*Material provided*.
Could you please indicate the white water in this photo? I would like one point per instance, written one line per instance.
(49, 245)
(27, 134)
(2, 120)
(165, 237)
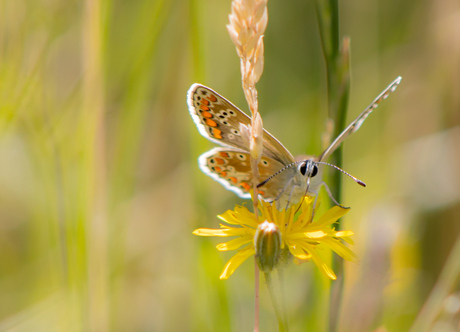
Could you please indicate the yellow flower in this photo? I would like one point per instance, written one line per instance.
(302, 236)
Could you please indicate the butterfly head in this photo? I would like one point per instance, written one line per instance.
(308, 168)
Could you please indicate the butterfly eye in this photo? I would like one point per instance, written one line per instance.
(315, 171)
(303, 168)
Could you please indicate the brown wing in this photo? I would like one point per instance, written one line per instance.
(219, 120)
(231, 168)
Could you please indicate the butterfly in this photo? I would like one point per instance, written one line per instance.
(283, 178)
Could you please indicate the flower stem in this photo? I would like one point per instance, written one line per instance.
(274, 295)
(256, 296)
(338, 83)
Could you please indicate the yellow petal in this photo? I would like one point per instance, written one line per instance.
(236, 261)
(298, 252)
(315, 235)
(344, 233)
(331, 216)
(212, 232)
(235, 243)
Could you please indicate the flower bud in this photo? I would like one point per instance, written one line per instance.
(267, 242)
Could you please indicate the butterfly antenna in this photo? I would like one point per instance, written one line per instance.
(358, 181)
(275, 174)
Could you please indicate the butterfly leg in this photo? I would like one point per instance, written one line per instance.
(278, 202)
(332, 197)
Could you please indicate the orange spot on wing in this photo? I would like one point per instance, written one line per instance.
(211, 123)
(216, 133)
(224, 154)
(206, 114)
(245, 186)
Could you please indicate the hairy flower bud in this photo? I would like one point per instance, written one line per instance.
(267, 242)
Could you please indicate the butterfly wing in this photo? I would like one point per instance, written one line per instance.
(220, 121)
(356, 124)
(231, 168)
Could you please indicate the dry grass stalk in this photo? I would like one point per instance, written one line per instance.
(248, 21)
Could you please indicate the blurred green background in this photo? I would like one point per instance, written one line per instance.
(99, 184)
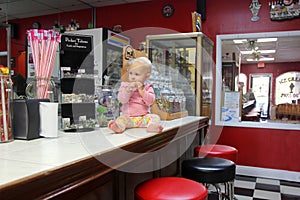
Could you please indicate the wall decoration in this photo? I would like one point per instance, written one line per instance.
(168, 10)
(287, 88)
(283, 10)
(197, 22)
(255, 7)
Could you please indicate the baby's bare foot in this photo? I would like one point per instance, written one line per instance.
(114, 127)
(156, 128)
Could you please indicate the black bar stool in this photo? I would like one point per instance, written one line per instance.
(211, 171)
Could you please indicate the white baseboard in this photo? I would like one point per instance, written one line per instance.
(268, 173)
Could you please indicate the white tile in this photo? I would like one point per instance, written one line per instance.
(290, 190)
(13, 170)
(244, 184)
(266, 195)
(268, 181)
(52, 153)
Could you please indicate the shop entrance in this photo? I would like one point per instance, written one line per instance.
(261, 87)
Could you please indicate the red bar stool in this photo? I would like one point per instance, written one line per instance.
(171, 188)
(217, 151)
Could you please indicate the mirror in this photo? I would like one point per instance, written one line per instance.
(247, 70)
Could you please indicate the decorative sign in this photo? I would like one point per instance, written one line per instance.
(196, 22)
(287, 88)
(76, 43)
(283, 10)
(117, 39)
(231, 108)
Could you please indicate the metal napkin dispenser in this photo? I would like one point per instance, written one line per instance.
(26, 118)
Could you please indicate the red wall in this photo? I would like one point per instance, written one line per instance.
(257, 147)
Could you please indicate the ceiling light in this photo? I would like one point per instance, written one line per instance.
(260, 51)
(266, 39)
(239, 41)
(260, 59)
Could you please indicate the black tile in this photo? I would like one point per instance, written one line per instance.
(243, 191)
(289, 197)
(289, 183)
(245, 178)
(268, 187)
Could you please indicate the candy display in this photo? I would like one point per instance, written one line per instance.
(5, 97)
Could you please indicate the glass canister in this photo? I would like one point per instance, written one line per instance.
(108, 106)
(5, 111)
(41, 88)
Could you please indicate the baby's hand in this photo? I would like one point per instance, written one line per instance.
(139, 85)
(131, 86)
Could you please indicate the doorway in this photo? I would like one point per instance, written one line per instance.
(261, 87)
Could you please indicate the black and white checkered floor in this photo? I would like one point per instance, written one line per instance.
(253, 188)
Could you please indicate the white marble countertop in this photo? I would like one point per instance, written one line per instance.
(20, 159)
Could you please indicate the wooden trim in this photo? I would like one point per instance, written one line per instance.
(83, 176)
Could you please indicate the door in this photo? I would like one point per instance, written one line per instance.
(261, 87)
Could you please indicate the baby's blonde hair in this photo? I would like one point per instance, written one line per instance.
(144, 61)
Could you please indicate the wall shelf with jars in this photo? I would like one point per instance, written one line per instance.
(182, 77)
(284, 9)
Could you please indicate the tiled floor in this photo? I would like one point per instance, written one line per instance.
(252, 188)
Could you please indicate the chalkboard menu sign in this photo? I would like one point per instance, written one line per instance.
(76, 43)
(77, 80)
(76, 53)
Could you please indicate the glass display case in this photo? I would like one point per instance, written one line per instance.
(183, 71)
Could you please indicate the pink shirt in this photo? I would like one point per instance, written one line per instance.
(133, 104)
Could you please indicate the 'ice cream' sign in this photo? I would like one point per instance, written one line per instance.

==

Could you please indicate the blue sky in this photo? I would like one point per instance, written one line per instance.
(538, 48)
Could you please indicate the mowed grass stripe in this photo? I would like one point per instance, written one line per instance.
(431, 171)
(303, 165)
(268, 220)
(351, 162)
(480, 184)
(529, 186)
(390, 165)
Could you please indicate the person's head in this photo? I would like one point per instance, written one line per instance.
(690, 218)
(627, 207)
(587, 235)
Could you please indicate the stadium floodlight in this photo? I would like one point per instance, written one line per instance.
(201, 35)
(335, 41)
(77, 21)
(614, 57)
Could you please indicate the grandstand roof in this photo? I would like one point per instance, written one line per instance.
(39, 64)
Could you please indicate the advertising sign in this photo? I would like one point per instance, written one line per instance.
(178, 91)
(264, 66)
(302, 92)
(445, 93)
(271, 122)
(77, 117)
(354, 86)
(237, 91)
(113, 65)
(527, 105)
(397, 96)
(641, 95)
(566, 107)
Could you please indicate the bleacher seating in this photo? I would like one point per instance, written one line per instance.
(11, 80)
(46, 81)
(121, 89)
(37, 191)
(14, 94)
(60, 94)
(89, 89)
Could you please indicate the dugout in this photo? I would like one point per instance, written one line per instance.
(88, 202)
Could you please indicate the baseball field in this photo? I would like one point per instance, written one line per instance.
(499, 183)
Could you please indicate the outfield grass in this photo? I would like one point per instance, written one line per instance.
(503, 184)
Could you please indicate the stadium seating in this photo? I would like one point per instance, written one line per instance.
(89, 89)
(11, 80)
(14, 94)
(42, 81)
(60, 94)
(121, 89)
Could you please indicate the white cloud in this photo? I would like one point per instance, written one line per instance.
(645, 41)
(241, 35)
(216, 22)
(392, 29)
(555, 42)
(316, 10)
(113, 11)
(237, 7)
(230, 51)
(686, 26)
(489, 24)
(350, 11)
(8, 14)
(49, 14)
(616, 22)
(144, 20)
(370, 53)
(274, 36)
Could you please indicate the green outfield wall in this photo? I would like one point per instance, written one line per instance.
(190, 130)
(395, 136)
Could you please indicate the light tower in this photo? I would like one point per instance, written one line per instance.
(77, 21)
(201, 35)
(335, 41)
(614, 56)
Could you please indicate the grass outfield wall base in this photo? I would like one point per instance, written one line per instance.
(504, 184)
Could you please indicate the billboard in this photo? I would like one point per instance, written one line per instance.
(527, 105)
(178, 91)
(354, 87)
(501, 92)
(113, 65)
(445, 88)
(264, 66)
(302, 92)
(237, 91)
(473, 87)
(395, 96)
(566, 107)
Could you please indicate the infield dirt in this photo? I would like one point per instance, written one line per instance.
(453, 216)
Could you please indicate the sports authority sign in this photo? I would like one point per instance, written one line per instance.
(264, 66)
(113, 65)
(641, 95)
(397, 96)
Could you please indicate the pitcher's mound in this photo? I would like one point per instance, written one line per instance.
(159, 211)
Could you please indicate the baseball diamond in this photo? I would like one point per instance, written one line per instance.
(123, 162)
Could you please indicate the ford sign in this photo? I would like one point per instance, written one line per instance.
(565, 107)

--

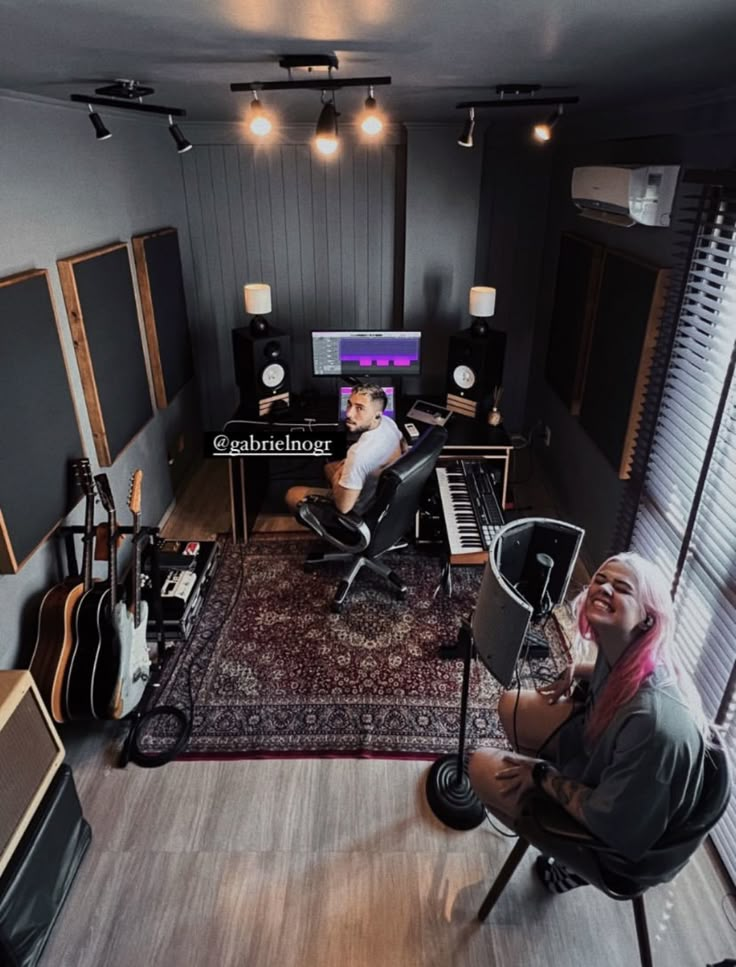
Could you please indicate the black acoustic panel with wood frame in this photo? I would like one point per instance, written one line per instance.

*What the task asks*. Look through the listing above and copy out every line that contains the word "baseball".

*Worked solution*.
Could you please indicate the baseball field in this photo? I would like one point per instance, written one line per instance.
Could you please indicate the baseball diamond in this photo? I would like one point per instance, written one line per instance.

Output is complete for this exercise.